• **SET TASK**:
In the listing below, convert the part that opens with the line containing "trace the outline of every instance of the **wooden" and closes with the line containing "449 323 L 434" into a Markdown table with the columns Row and Text. Give a row number and one line per row, and leave out any blank lines.

-- Start of RAW DATA --

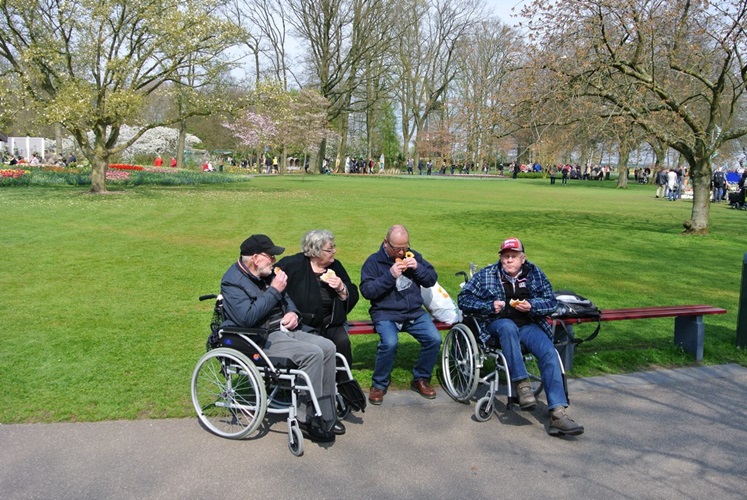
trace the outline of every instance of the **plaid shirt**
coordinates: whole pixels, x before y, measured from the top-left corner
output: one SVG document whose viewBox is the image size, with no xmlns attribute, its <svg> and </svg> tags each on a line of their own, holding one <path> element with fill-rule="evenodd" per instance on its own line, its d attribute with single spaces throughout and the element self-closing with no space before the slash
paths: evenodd
<svg viewBox="0 0 747 500">
<path fill-rule="evenodd" d="M 501 313 L 496 314 L 493 308 L 493 302 L 496 300 L 506 300 L 506 291 L 503 289 L 501 282 L 501 273 L 503 268 L 500 261 L 490 266 L 484 267 L 470 279 L 459 292 L 457 301 L 459 309 L 464 314 L 472 316 L 482 316 L 476 318 L 480 322 L 482 333 L 480 340 L 485 342 L 489 335 L 486 333 L 487 324 L 497 318 L 503 317 Z M 529 298 L 532 309 L 529 316 L 533 323 L 536 323 L 552 338 L 552 327 L 547 321 L 550 315 L 558 306 L 555 295 L 552 293 L 552 285 L 542 270 L 526 261 L 522 266 L 521 273 L 526 276 Z"/>
</svg>

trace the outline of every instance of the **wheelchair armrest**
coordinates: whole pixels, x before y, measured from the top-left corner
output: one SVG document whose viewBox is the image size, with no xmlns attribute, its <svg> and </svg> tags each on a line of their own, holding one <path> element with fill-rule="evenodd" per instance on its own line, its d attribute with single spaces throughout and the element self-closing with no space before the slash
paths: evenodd
<svg viewBox="0 0 747 500">
<path fill-rule="evenodd" d="M 223 333 L 233 333 L 234 335 L 260 335 L 267 337 L 270 331 L 267 328 L 243 328 L 239 326 L 225 326 L 220 329 Z"/>
</svg>

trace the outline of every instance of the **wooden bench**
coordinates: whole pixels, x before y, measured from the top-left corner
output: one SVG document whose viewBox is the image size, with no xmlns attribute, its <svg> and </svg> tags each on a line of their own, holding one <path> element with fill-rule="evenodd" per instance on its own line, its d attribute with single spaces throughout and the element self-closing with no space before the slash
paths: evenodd
<svg viewBox="0 0 747 500">
<path fill-rule="evenodd" d="M 449 323 L 434 321 L 433 324 L 436 325 L 436 328 L 439 330 L 451 329 Z M 368 335 L 376 333 L 376 330 L 373 328 L 373 323 L 370 321 L 348 321 L 348 326 L 350 327 L 350 331 L 348 332 L 350 335 Z"/>
<path fill-rule="evenodd" d="M 674 318 L 674 343 L 685 352 L 695 356 L 695 361 L 703 360 L 703 343 L 705 340 L 705 325 L 703 316 L 706 314 L 726 314 L 726 309 L 703 304 L 687 306 L 657 306 L 632 307 L 626 309 L 603 309 L 600 321 L 623 321 L 629 319 Z M 562 323 L 573 335 L 573 325 L 591 323 L 595 319 L 562 319 Z M 573 369 L 573 347 L 570 343 L 563 353 L 563 364 L 568 370 Z"/>
<path fill-rule="evenodd" d="M 703 316 L 707 314 L 726 314 L 726 309 L 707 305 L 660 306 L 660 307 L 632 307 L 627 309 L 604 309 L 600 321 L 623 321 L 630 319 L 674 318 L 674 343 L 682 349 L 695 355 L 696 361 L 703 360 L 703 342 L 705 326 Z M 573 325 L 579 323 L 596 322 L 591 318 L 562 318 L 554 320 L 563 323 L 566 331 L 573 338 Z M 350 335 L 366 335 L 376 333 L 370 321 L 350 321 Z M 451 325 L 434 321 L 438 330 L 449 330 Z M 555 326 L 555 325 L 553 325 Z M 573 369 L 573 351 L 575 344 L 568 342 L 561 351 L 563 365 L 566 370 Z"/>
</svg>

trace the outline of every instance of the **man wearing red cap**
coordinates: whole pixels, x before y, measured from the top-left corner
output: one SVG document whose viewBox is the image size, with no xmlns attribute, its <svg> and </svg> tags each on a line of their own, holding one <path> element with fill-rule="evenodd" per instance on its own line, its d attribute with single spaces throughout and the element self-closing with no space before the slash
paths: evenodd
<svg viewBox="0 0 747 500">
<path fill-rule="evenodd" d="M 537 400 L 524 366 L 521 344 L 534 355 L 550 410 L 552 435 L 577 436 L 584 428 L 566 412 L 565 393 L 553 334 L 547 316 L 557 307 L 550 281 L 542 270 L 526 260 L 524 245 L 518 238 L 501 244 L 500 259 L 478 271 L 459 293 L 459 308 L 465 314 L 482 316 L 480 340 L 497 337 L 516 384 L 519 406 L 533 410 Z"/>
</svg>

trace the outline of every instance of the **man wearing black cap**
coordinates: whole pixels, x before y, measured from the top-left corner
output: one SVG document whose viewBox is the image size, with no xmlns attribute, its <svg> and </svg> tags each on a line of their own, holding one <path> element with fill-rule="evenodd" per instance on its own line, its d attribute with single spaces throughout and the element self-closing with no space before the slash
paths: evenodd
<svg viewBox="0 0 747 500">
<path fill-rule="evenodd" d="M 275 257 L 285 248 L 276 246 L 264 234 L 255 234 L 241 244 L 241 255 L 223 275 L 222 327 L 267 328 L 264 352 L 270 359 L 289 359 L 311 379 L 322 410 L 321 421 L 306 414 L 305 429 L 311 439 L 331 442 L 335 434 L 344 434 L 337 421 L 334 398 L 335 345 L 332 341 L 300 329 L 300 313 L 285 293 L 288 276 L 274 268 Z"/>
<path fill-rule="evenodd" d="M 557 301 L 550 281 L 542 270 L 526 260 L 524 245 L 518 238 L 508 238 L 501 245 L 500 259 L 478 271 L 459 293 L 459 308 L 465 314 L 482 316 L 480 340 L 497 337 L 516 383 L 519 406 L 532 410 L 537 400 L 524 366 L 521 344 L 537 359 L 542 384 L 550 410 L 548 432 L 553 435 L 577 436 L 584 428 L 566 412 L 565 394 L 552 328 L 547 316 L 555 311 Z"/>
</svg>

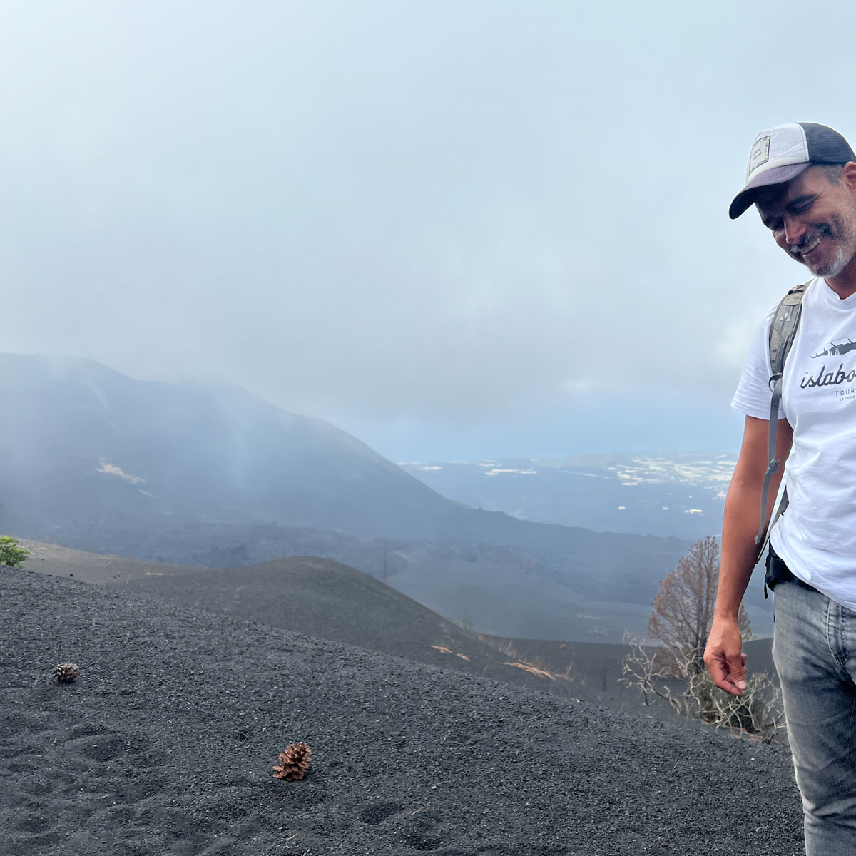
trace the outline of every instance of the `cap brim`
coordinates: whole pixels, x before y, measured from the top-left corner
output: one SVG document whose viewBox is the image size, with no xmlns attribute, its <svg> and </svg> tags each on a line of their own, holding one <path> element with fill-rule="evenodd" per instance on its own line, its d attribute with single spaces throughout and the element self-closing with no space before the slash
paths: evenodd
<svg viewBox="0 0 856 856">
<path fill-rule="evenodd" d="M 773 184 L 784 184 L 792 178 L 796 178 L 800 173 L 807 169 L 811 163 L 788 163 L 786 166 L 776 166 L 756 175 L 734 197 L 728 208 L 728 217 L 736 220 L 754 201 L 760 187 L 769 187 Z"/>
</svg>

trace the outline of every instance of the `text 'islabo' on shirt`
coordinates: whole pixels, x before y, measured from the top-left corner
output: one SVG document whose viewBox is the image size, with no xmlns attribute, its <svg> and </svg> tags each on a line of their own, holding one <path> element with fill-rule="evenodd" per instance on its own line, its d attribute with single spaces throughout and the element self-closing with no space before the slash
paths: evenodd
<svg viewBox="0 0 856 856">
<path fill-rule="evenodd" d="M 798 577 L 856 609 L 856 294 L 815 279 L 782 378 L 780 417 L 794 429 L 790 504 L 770 544 Z M 770 324 L 755 333 L 731 406 L 770 419 Z"/>
</svg>

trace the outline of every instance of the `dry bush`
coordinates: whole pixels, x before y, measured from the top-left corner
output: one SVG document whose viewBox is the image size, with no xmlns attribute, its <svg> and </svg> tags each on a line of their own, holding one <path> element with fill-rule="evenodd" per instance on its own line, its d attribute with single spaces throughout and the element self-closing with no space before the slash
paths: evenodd
<svg viewBox="0 0 856 856">
<path fill-rule="evenodd" d="M 753 675 L 741 696 L 715 687 L 703 659 L 713 622 L 719 580 L 719 544 L 706 538 L 660 584 L 651 604 L 648 633 L 657 641 L 645 646 L 630 636 L 621 679 L 638 687 L 646 704 L 663 698 L 681 716 L 720 728 L 737 728 L 772 740 L 784 727 L 781 690 L 766 672 Z M 738 622 L 744 639 L 752 638 L 749 618 L 740 606 Z"/>
<path fill-rule="evenodd" d="M 622 680 L 639 687 L 650 704 L 655 698 L 669 702 L 681 716 L 716 728 L 735 728 L 765 740 L 776 739 L 785 727 L 782 691 L 766 672 L 756 672 L 740 696 L 729 695 L 716 687 L 705 669 L 694 672 L 690 657 L 675 660 L 660 657 L 660 648 L 645 647 L 639 639 L 627 639 L 631 653 L 624 658 Z M 681 674 L 675 674 L 675 671 Z"/>
</svg>

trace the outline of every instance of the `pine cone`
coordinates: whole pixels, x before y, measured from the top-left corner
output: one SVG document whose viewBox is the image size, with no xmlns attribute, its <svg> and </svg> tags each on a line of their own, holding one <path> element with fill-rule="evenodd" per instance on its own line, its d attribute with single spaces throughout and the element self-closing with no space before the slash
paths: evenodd
<svg viewBox="0 0 856 856">
<path fill-rule="evenodd" d="M 70 684 L 80 674 L 76 663 L 61 663 L 54 666 L 54 677 L 61 684 Z"/>
<path fill-rule="evenodd" d="M 292 743 L 279 756 L 279 766 L 273 768 L 275 778 L 300 782 L 312 759 L 312 751 L 306 743 Z"/>
</svg>

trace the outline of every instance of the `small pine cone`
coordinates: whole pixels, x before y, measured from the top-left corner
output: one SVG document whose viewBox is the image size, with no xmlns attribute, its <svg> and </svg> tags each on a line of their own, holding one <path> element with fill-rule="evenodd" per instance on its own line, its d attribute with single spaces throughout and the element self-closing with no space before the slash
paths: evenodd
<svg viewBox="0 0 856 856">
<path fill-rule="evenodd" d="M 306 743 L 292 743 L 279 756 L 279 766 L 273 768 L 275 778 L 300 782 L 312 759 L 312 751 Z"/>
<path fill-rule="evenodd" d="M 70 684 L 80 674 L 76 663 L 61 663 L 54 666 L 54 677 L 61 684 Z"/>
</svg>

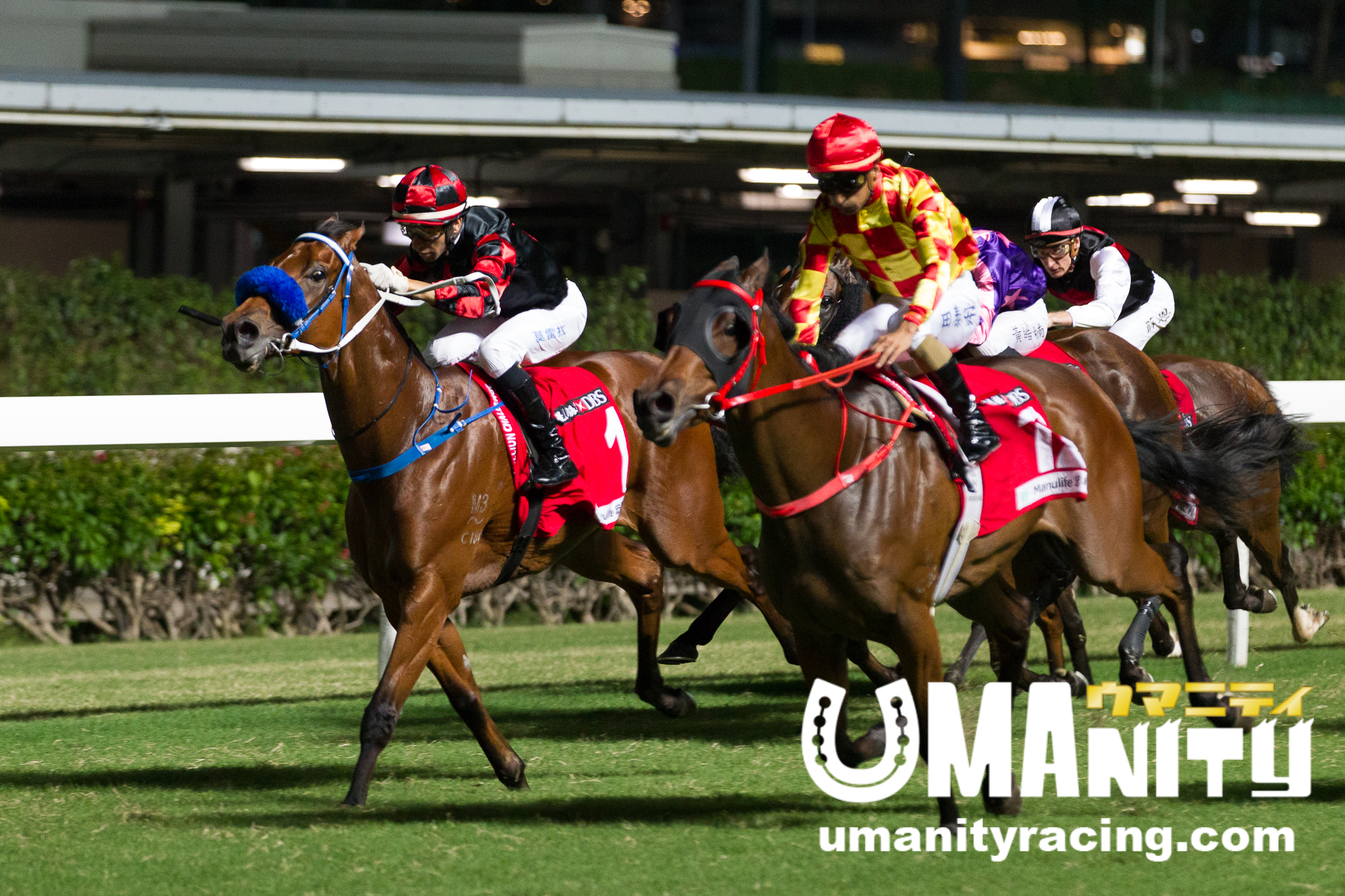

-- End of RAW DATA --

• **THE RESULT**:
| Row | Text |
|---|---|
| 1 | trace the outline of every instance of the **wooden bench** |
| 2 | coordinates: whole pixels, x before y, measured from the top-left corner |
| 3 | output: one SVG document whose viewBox is the image size, with no xmlns attribute, its <svg> and </svg> tags each on a line of their own, holding one <path> element with fill-rule="evenodd" per instance on its own line, its d attribute with single spaces throughout and the element self-closing with no space before the slash |
| 4 | paths: evenodd |
| 5 | <svg viewBox="0 0 747 500"> |
| 6 | <path fill-rule="evenodd" d="M 449 323 L 434 321 L 433 324 L 436 325 L 436 328 L 439 330 L 451 329 Z M 368 335 L 376 333 L 376 330 L 373 328 L 373 323 L 370 321 L 348 321 L 348 326 L 350 327 L 350 331 L 348 332 L 350 335 Z"/> |